> **SOURCE EXTRACT**
* * * * * * * * *
This could be a whole another post (which it might be!), but we take lots of efforts to deter the birds from eating our blueberries!  When you work all year keeping the berries maintained and growing healthy, and the birds take the berries right when they are ready to harvest, it is painful to watch!!!  One deterrent is putting net over 12 of our 35 acres of berries.  The picture below is of us putting a net over 12 acres of our blueberries.  The net stays up year round, except we unroll the different sections in the spring.  It usually takes 2 weeks to put it up and 1 week to take it down.

 

putting up net, cart

We have also finished up thinning our apples.

Doug apple thinning

Now we are working on putting in 3 new rows of Honeycrisp.  That includes getting the ground worked up and smooth, a soil test to see if the soil needs amended.  Plus rows spaced and staked, trenching for the irrigation pipe, ordering and installation of the underground irrigation, digging of post and tree holes, and finally planting of the trees! And even with all that, I am sure I am forgetting something!
* * * * * * * * *
[Stored data]
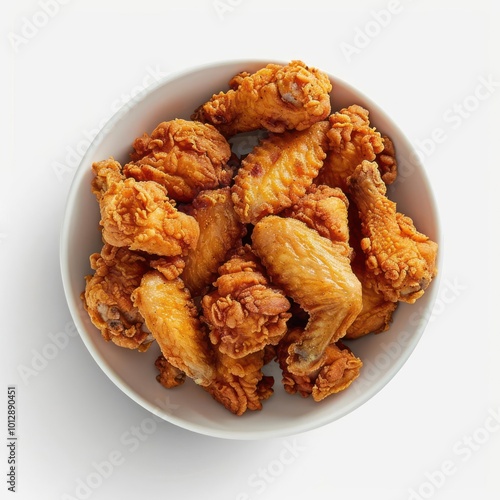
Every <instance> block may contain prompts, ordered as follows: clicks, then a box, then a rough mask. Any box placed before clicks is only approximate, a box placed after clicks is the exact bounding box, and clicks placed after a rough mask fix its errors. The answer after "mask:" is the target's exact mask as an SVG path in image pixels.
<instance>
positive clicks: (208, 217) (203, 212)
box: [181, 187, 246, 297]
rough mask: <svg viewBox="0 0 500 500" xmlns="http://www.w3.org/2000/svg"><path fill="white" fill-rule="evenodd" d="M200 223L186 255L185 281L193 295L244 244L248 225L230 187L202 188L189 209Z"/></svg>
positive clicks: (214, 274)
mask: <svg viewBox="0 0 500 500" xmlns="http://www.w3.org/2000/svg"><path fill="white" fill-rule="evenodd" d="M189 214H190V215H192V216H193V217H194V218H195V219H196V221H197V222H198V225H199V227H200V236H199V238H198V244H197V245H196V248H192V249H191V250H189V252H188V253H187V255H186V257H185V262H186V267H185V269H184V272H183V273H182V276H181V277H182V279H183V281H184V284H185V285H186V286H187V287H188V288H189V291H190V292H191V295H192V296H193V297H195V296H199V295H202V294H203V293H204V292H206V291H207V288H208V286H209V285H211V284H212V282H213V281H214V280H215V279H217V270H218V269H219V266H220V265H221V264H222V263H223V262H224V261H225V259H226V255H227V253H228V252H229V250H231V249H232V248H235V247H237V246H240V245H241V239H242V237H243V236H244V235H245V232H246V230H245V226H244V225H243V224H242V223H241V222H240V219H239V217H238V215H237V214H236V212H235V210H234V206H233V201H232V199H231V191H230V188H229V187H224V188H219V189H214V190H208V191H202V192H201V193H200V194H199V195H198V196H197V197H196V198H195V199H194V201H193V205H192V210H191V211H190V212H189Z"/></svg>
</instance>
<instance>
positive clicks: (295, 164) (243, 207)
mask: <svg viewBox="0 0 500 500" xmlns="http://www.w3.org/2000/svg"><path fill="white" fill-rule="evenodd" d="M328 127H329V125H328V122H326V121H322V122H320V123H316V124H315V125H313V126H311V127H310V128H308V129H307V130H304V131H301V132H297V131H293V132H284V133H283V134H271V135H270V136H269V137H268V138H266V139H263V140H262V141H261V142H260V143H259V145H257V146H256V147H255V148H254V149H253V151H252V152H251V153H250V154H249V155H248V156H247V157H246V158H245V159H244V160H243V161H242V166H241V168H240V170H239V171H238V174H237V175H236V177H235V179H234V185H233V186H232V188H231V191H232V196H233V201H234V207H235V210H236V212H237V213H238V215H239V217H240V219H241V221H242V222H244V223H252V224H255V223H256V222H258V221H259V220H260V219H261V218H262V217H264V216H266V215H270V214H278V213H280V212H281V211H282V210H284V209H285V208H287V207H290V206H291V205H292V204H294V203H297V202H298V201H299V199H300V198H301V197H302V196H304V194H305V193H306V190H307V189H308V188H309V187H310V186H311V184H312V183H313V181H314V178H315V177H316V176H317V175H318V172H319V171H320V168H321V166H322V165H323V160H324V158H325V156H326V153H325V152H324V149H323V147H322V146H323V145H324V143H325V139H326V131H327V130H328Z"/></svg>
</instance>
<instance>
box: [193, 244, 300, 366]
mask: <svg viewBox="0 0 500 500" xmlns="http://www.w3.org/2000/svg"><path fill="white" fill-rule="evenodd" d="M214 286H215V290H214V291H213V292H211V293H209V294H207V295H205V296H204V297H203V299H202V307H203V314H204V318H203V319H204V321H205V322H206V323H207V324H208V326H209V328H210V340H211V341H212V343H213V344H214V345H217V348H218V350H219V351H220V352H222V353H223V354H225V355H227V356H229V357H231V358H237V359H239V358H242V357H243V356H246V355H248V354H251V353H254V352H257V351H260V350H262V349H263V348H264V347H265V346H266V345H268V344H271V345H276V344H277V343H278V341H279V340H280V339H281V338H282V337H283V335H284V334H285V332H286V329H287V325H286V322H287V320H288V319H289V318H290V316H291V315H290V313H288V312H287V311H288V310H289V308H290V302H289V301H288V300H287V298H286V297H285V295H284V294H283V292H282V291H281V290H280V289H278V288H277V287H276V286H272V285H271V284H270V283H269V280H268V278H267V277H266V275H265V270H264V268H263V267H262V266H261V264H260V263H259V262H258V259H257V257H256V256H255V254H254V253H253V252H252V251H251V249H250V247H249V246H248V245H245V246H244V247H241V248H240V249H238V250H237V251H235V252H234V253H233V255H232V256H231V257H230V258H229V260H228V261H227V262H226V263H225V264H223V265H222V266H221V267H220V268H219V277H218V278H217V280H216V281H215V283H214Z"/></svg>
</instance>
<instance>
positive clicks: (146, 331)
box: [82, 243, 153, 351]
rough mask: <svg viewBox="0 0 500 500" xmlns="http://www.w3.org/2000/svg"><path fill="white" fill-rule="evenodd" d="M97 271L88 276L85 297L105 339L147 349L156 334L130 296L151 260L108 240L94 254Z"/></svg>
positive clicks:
* * * * * * * * *
> **TASKS FOR THIS EXERCISE**
**a.** Reproduce the passage of the farm update above between "We have also" and "am forgetting something!", inclusive.
**b.** Answer these questions using the farm update above:
(i) How many acres of blueberries are covered with net?
(ii) How long does it usually take to put the net up?
(iii) How many new rows of Honeycrisp are being put in?

> **RESPONSES**
**a.**
We have also finished up thinning our apples.

Doug apple thinning

Now we are working on putting in 3 new rows of Honeycrisp.  That includes getting the ground worked up and smooth, a soil test to see if the soil needs amended.  Plus rows spaced and staked, trenching for the irrigation pipe, ordering and installation of the underground irrigation, digging of post and tree holes, and finally planting of the trees! And even with all that, I am sure I am forgetting something!

**b.**
(i) 12 acres
(ii) 2 weeks
(iii) 3 rows